--- BEGIN SUPPLIED TEXT ---
Of the foregoing types of lower middle class families (white-collar, yeoman, and master craftsman) it can be said that all of them tended to suffer during the nineteenth century, in terms of relative social prestige. There is reason to believe that only in France the lower middle class peasant continued his evolutionary development upwards to sturdy, independent farmer.

The middle class itself (as distinguished from the lower middle class) tended, of course, to prosper with the increase in trade, in civil services, in professional activities, in politics. It shared considerably in the glory which came to the bourgeoisie, now (as before) a part of the upper classes in Western Europe. Its chief happiness came as a result of the fact that the increasing population, increase in town life, and the factors mentioned above gave the middle class a chance to place practically all of the sons in some kind of respectable position. The tightness of the sixteenth century, which caused the gentry in England to put their younger sons into manual jobs, had passed.

The upper classes: nobility and haute bourgeoisie. In France, the nobility, without its special privileges, remained divided as before into cliques or levels of exclusiveness. There were (1) those of royal lineage, (2) those of the old feudal aristocracy, (3) those whose families were raised to the peerage after the sixteenth century, (4) the aristocracy of the different empires, (5) the papal nobility, and (6) notables who could be included in the aristocracy with certain reservations. There were also, of course, the various ranks within these groupings that had precedence over each other.
--- END SUPPLIED TEXT ---
--- BEGIN LISTING ---
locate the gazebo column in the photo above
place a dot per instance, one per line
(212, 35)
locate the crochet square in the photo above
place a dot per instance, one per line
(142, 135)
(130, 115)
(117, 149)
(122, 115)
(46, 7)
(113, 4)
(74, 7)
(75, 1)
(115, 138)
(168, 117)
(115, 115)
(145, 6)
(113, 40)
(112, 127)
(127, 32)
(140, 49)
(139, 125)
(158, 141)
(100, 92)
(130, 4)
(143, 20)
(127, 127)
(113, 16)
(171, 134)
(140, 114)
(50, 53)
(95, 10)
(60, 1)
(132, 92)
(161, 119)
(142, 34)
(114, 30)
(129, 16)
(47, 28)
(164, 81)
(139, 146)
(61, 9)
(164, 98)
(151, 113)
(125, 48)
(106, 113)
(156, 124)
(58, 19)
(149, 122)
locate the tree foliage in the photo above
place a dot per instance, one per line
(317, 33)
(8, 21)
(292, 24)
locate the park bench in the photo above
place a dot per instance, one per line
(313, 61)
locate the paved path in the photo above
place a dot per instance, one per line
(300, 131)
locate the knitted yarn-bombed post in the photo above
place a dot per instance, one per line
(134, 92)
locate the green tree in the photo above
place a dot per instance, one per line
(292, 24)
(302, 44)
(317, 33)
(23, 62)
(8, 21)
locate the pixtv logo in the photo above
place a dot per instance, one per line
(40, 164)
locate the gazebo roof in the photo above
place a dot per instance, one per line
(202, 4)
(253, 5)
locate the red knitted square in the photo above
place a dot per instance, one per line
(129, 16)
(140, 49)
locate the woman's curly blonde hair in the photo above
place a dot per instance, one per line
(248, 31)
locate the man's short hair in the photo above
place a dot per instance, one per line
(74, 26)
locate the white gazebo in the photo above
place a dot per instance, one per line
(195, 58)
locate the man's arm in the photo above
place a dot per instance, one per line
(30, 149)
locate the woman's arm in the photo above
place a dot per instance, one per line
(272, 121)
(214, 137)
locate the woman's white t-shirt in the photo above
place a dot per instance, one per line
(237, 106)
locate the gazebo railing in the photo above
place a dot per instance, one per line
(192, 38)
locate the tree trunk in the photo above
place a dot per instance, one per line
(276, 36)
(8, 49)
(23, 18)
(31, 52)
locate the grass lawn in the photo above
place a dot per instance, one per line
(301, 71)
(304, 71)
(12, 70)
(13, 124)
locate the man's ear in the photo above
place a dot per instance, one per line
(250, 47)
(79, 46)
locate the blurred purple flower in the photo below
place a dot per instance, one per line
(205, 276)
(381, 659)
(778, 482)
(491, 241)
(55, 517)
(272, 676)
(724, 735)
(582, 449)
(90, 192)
--- END LISTING ---
--- BEGIN LISTING ---
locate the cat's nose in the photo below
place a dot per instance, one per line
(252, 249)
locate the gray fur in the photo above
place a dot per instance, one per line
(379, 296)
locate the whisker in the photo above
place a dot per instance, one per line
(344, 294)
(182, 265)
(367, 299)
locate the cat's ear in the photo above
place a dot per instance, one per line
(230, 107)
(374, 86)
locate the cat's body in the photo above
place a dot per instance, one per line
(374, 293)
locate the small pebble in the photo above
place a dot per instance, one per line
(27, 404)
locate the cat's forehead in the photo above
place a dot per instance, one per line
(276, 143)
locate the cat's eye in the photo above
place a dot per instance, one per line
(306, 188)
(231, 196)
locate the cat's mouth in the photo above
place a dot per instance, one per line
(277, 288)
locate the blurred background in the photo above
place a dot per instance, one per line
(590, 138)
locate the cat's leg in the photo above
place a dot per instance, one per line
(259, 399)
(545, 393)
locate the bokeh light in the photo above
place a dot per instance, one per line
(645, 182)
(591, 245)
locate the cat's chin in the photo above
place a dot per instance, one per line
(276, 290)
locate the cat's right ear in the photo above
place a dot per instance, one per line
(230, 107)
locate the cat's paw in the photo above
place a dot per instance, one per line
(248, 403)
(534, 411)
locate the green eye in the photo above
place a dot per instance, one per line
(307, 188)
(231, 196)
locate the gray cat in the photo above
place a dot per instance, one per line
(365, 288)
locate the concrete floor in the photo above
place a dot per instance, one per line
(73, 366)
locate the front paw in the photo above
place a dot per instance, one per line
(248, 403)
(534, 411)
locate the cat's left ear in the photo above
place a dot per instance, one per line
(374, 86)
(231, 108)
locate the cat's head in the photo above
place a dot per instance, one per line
--- END LISTING ---
*REQUIRED ACTIONS*:
1) Decide whether each statement (a), (b) and (c) agrees with the passage on social classes, answering yes or no and quoting the exact words of the passage that settle it.
(a) The passage says that only in France did the lower middle class peasant keep rising toward independent farmer.
(b) The middle class tended to decline as trade increased.
(c) The French nobility kept its special privileges.
2) Answer these questions from the passage on social classes, one per line.
(a) Which three types of lower middle class families does it name?
(b) In which century did the gentry in England put their younger sons into manual jobs?
(c) How many cliques or levels of the French nobility are listed?
3) Write out the passage on social classes starting with "Of the foregoing" and going on through "sturdy, independent farmer.", substituting "smallholder" for "peasant".

*EXPECTED OUTPUTS*:
1)
(a) Yes: "only in France the lower middle class peasant continued his evolutionary development upwards to sturdy, independent farmer"
(b) No: "tended, of course, to prosper with the increase in trade"
(c) No: "the nobility, without its special privileges, remained divided as before into cliques or levels of exclusiveness"

2)
(a) White-collar, yeoman, and master craftsman
(b) The sixteenth century
(c) Six

3)
Of the foregoing types of lower middle class families (white-collar, yeoman, and master craftsman) it can be said that all of them tended to suffer during the nineteenth century, in terms of relative social prestige. There is reason to believe that only in France the lower middle class smallholder continued his evolutionary development upwards to sturdy, independent farmer.